┌─ Records shown
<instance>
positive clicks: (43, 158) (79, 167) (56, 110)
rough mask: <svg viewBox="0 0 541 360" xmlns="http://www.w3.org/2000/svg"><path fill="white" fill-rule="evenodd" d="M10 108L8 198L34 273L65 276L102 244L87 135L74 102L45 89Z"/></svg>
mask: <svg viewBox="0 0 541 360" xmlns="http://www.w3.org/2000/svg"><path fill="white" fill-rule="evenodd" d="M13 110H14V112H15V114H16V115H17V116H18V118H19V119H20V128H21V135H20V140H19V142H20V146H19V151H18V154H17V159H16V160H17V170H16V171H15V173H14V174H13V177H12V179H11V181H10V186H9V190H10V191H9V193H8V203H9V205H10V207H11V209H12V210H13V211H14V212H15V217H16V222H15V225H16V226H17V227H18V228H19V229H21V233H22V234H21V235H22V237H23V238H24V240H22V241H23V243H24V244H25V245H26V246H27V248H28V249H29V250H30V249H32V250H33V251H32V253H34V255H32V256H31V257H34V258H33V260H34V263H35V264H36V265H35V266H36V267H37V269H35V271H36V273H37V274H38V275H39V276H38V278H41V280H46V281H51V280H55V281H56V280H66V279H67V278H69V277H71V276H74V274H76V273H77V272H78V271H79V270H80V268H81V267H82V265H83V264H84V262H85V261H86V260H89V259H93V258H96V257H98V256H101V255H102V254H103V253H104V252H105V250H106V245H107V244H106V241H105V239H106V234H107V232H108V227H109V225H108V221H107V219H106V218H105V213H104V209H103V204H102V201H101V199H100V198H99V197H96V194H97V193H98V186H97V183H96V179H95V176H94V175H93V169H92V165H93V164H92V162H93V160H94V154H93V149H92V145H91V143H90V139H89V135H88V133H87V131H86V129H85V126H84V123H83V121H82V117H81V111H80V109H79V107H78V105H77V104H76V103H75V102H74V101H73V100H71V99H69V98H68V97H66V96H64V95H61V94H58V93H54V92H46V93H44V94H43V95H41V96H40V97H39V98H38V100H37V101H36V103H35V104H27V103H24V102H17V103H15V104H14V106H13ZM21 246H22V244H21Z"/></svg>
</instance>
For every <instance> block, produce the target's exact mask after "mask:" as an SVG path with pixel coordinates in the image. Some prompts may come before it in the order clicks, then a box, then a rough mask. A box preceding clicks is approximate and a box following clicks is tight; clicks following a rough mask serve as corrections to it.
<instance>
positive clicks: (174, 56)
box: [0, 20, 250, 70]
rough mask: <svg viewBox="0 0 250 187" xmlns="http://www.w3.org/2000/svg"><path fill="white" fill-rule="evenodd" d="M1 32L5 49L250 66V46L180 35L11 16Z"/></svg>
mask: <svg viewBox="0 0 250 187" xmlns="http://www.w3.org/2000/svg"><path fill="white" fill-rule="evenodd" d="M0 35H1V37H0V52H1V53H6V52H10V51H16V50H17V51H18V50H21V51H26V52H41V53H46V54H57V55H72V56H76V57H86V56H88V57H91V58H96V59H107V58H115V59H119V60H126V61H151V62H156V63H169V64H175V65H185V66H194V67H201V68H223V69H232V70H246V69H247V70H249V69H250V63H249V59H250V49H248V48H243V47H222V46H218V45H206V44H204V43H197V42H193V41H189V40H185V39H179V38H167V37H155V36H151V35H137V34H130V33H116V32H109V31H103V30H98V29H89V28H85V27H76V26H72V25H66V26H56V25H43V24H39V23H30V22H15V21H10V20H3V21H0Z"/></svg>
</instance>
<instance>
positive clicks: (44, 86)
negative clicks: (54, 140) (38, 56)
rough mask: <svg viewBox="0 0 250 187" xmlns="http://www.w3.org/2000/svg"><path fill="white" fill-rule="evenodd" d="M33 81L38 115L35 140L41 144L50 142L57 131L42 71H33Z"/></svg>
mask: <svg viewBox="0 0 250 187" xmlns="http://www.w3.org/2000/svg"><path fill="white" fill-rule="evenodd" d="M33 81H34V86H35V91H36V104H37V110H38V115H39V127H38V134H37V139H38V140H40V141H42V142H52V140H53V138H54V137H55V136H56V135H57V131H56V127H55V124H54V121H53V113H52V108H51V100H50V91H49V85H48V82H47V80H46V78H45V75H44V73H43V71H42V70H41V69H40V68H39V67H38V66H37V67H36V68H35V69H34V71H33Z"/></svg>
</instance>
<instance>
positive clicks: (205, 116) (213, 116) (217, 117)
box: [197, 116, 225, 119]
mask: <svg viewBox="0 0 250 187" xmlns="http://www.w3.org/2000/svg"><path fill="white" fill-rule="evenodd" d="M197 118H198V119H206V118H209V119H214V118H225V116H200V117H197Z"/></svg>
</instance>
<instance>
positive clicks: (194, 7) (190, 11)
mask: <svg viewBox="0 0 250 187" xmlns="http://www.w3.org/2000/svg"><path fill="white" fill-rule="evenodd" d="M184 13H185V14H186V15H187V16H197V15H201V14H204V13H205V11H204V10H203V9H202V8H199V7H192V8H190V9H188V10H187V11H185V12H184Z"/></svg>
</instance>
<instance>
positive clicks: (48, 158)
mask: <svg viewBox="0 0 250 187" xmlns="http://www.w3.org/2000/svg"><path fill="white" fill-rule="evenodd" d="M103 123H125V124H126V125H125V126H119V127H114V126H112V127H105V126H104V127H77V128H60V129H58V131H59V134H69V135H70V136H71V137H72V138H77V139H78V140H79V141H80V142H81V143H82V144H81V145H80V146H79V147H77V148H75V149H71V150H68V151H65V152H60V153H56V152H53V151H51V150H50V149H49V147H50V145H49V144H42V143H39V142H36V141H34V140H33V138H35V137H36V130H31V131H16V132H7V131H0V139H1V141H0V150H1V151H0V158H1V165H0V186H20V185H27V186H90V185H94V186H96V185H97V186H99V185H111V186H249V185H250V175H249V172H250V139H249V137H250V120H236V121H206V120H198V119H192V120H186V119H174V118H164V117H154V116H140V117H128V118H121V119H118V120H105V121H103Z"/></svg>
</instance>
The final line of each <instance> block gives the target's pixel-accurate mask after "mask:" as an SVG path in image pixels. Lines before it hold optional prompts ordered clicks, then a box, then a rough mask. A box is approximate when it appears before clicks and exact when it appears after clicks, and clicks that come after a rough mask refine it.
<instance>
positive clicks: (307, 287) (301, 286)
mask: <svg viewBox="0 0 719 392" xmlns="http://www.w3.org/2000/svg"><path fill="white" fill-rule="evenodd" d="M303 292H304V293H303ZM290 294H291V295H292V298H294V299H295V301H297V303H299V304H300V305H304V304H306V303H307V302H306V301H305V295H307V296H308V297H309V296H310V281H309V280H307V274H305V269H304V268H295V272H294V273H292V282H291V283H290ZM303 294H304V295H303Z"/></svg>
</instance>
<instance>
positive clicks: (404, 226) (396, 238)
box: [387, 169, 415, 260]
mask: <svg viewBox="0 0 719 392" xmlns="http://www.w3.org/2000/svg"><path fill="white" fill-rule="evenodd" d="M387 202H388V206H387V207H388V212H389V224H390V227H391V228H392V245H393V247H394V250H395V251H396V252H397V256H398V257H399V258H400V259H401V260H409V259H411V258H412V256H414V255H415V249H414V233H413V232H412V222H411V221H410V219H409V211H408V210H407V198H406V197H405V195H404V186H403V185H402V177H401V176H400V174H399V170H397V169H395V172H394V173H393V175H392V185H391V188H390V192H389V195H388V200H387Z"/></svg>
└─
> **Exercise**
Considering the records line by line, how many lines hold the string "prompts"? Say only the number.

> **Response area**
2